→ **Task item**
Please write the following entries out once more, exactly.

→ **Data excerpts**
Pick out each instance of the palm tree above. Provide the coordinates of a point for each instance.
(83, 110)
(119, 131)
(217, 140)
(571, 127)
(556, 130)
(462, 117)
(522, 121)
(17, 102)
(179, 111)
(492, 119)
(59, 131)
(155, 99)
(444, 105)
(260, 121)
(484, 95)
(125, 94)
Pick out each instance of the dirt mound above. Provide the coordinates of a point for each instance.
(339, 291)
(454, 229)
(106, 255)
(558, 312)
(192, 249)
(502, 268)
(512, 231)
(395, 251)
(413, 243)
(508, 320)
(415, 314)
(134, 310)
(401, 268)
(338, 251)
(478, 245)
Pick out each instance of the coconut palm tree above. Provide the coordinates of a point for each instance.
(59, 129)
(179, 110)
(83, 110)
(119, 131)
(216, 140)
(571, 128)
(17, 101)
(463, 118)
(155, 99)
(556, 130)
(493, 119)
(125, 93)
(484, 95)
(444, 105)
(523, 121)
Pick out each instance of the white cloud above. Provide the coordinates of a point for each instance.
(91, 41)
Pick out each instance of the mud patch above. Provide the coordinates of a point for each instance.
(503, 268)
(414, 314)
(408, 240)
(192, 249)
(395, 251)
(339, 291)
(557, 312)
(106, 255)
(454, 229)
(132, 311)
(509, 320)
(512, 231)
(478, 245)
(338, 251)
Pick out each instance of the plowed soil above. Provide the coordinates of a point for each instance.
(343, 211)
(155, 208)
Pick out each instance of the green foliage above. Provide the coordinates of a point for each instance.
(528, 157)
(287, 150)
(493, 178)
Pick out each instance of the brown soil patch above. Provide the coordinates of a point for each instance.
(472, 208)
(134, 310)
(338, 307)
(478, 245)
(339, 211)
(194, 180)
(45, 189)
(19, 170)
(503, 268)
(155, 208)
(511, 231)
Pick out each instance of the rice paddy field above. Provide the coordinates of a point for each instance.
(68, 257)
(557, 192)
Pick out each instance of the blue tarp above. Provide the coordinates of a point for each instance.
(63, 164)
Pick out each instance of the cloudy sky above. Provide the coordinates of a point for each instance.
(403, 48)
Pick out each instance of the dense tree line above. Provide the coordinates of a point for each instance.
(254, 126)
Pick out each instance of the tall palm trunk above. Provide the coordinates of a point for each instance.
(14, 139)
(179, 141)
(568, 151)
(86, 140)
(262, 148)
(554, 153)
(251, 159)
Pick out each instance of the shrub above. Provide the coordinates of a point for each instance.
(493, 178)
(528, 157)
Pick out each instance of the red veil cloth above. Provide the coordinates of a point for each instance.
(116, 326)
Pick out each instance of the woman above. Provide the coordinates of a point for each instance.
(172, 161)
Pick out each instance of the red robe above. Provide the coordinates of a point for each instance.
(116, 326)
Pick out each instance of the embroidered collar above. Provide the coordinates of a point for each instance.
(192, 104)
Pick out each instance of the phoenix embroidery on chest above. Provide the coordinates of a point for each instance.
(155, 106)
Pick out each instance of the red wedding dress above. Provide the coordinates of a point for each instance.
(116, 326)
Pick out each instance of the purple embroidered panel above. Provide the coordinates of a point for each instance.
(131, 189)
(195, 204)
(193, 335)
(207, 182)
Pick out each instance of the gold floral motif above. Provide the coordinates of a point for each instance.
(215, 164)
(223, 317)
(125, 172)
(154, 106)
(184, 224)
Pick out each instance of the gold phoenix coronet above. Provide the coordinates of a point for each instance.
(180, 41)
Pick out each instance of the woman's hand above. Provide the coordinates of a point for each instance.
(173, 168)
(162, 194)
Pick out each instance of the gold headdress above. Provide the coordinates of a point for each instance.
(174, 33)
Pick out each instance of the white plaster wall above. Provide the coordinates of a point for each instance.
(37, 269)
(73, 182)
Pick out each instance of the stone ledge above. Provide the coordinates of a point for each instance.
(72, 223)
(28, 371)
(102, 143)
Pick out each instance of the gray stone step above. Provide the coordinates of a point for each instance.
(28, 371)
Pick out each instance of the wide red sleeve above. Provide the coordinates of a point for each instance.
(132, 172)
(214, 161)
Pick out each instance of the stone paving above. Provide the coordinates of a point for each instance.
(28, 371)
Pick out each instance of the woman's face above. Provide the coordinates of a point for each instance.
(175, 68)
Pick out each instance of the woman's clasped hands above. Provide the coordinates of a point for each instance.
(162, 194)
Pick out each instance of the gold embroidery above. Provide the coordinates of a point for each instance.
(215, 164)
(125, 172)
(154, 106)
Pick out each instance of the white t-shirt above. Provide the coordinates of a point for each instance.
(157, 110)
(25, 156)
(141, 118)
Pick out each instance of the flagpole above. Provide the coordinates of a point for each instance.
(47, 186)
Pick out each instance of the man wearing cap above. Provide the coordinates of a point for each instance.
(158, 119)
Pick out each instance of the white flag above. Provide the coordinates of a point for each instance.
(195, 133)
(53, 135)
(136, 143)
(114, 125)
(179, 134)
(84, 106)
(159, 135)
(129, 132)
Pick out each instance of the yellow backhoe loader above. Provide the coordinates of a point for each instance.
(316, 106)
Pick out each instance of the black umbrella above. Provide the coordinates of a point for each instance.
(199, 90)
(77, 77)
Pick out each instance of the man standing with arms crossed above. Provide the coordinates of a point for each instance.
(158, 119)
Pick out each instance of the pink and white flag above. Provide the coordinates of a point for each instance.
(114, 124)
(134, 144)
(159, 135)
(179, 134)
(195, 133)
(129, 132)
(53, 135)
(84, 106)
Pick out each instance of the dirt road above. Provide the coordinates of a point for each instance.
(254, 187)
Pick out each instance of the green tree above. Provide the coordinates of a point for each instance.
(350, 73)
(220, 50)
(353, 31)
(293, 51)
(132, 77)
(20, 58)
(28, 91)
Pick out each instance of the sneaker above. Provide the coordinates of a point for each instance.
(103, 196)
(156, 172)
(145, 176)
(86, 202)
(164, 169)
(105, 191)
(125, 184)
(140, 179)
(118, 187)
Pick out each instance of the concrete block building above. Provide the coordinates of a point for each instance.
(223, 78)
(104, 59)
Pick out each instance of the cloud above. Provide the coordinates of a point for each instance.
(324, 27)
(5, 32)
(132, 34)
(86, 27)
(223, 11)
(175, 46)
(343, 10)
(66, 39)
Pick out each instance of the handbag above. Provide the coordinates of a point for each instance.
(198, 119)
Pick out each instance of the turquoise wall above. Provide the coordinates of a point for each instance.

→ **Exercise response**
Pick out each instance of the palm tree above. Provide the coordinates of a point for each instance.
(83, 110)
(119, 131)
(217, 140)
(571, 127)
(556, 130)
(462, 117)
(522, 121)
(17, 102)
(179, 111)
(492, 119)
(59, 131)
(155, 99)
(444, 105)
(260, 121)
(484, 95)
(125, 94)
Pick out each instance of the dirt mound above. Provide the coordinates of a point for each instance.
(339, 291)
(454, 229)
(106, 255)
(558, 312)
(192, 249)
(502, 268)
(512, 231)
(395, 251)
(413, 243)
(508, 320)
(415, 314)
(134, 310)
(401, 268)
(338, 251)
(478, 245)
Pick out each instance of the coconut palm tree above. Provide the coordinates of a point for each instance.
(59, 129)
(179, 110)
(83, 110)
(119, 131)
(216, 140)
(571, 128)
(17, 101)
(463, 118)
(155, 99)
(556, 130)
(493, 119)
(125, 93)
(484, 95)
(444, 105)
(523, 121)
Pick out each instance of the white cloud above. Provide the coordinates of a point for each instance.
(91, 41)
Pick out each instance of the mud patch above. Provide the coordinates of a point for each instance.
(503, 268)
(414, 314)
(408, 240)
(192, 249)
(395, 251)
(339, 291)
(557, 312)
(106, 255)
(454, 229)
(132, 311)
(509, 320)
(512, 231)
(478, 245)
(338, 251)
Pick out each instance of the plowed soil above. Provide the coordinates of a point for each instance.
(343, 211)
(155, 208)
Pick out each instance of the green foliage above. Provide the coordinates of a point for each instance.
(528, 157)
(287, 150)
(493, 178)
Pick out each instance of the brown soil patch above. Provide the coordinates of a point for each instance.
(472, 208)
(134, 310)
(338, 307)
(478, 245)
(339, 211)
(194, 180)
(45, 189)
(19, 170)
(503, 268)
(155, 208)
(511, 231)
Pick out each instance of the rice paddy field above. Provide the coordinates of a point for each instance.
(68, 257)
(557, 192)
Pick out each instance of the blue tarp above. Provide the coordinates of a point for each instance.
(63, 164)
Pick out each instance of the cloudy sky above. Provide the coordinates of a point for each instance.
(403, 48)
Pick out each instance of the dense tree line above. Provide the coordinates of a point for each instance.
(254, 126)
Pick out each instance of the tall palm trunk above. Provide the coordinates of a point for each instance.
(14, 139)
(179, 141)
(568, 151)
(86, 140)
(262, 148)
(554, 153)
(251, 159)
Pick out each instance of the shrub above. Provide the coordinates of a point for each instance.
(493, 178)
(528, 157)
Pick out each instance of the red veil cloth above. Provide the coordinates of a point for each instance.
(116, 326)
Pick out each instance of the woman above. Provide the coordinates of a point for each instance.
(172, 161)
Pick out each instance of the red robe above. Provide the coordinates of a point for each instance.
(116, 326)
Pick out each instance of the embroidered collar above. Provide the coordinates of a point for each instance.
(192, 104)
Pick out each instance of the phoenix embroidery on chest above. Provide the coordinates of a point for each instance.
(155, 106)
Pick out each instance of the red wedding dress above. Provide the coordinates of a point for each instance.
(116, 326)
Pick out each instance of the purple embroidered panel above. Provide the coordinates of a point for each instance.
(131, 189)
(195, 204)
(193, 335)
(207, 182)
Pick out each instance of the gold floral motif above. Provide the coordinates of a point for each instance.
(215, 164)
(223, 317)
(125, 172)
(154, 106)
(184, 224)
Pick out each instance of the gold phoenix coronet above. Provide the coordinates of a point for each instance.
(180, 41)
Pick out each instance of the woman's hand above. Provide the coordinates of a point for each instance.
(173, 168)
(162, 194)
Pick out each instance of the gold headdress above. Provide the coordinates of a point for each instance.
(174, 33)
Pick out each instance of the white plaster wall above. Provide the coordinates of a point for each instance.
(37, 269)
(73, 182)
Pick out each instance of the stone ledge above. Provide the coordinates of a point for each instance.
(72, 223)
(28, 371)
(102, 143)
Pick out each instance of the gray stone step above. Provide the coordinates of a point for each instance.
(28, 371)
Pick out each instance of the wide red sleeve above. Provide the coordinates of a point for each instance.
(132, 172)
(214, 161)
Pick out each instance of the stone paving above. Provide the coordinates of a point for each instance.
(28, 371)
Pick out each instance of the woman's face above. Provide the coordinates of a point for each instance.
(175, 68)
Pick out each instance of the woman's clasped hands above. Provide the coordinates of a point for each instance.
(162, 194)
Pick out each instance of the gold embroidery above. Provide the coordinates of a point for each instance.
(215, 164)
(125, 172)
(154, 106)
Pick out each instance of the white t-shirt above. Provide the coordinates of a point for each instance.
(157, 110)
(25, 156)
(141, 118)
Pick out each instance of the flagpole above. Provide the coordinates of a point for each instance.
(47, 186)
Pick out each instance of the man wearing cap above. Provide the coordinates of a point for each instance.
(158, 119)
Pick out each instance of the white flag above. Provide the coordinates of a point for each instance.
(195, 133)
(53, 135)
(136, 143)
(114, 125)
(179, 134)
(84, 106)
(159, 135)
(129, 132)
Pick out each instance of the yellow backhoe loader above. Provide the coordinates of a point for each instance.
(316, 106)
Pick out each instance of the black umbrella above. Provide the coordinates of a point for each instance.
(199, 90)
(77, 77)
Pick out each instance of the man standing with arms crossed above. Provide the coordinates of a point for each instance.
(158, 119)
Pick out each instance of the pink and white flag above. Provide the coordinates of a point for each instance.
(114, 124)
(134, 144)
(159, 135)
(179, 134)
(195, 133)
(129, 132)
(53, 135)
(84, 106)
Pick out each instance of the dirt road above. Provide the coordinates of a point for each instance.
(254, 187)
Pick out each instance of the green tree above. Provide the coordinates of a point for each instance.
(350, 73)
(220, 50)
(353, 31)
(293, 51)
(132, 77)
(20, 58)
(28, 91)
Pick out each instance of the sneaker above. Provide the coordinates of a point for each instance.
(103, 196)
(156, 172)
(145, 176)
(86, 202)
(164, 169)
(105, 191)
(125, 184)
(140, 179)
(118, 187)
Pick out each instance of the concrete block building above. Provide the coordinates of a point for each instance.
(223, 78)
(104, 59)
Pick out each instance of the cloud above. Provide the coordinates of a point for each instance.
(324, 27)
(5, 32)
(132, 34)
(86, 27)
(223, 11)
(175, 46)
(343, 10)
(66, 39)
Pick out each instance of the handbag above. Provide the coordinates of a point for each instance.
(198, 119)
Pick out each instance of the turquoise wall above. Provide the coordinates of a point for each instance.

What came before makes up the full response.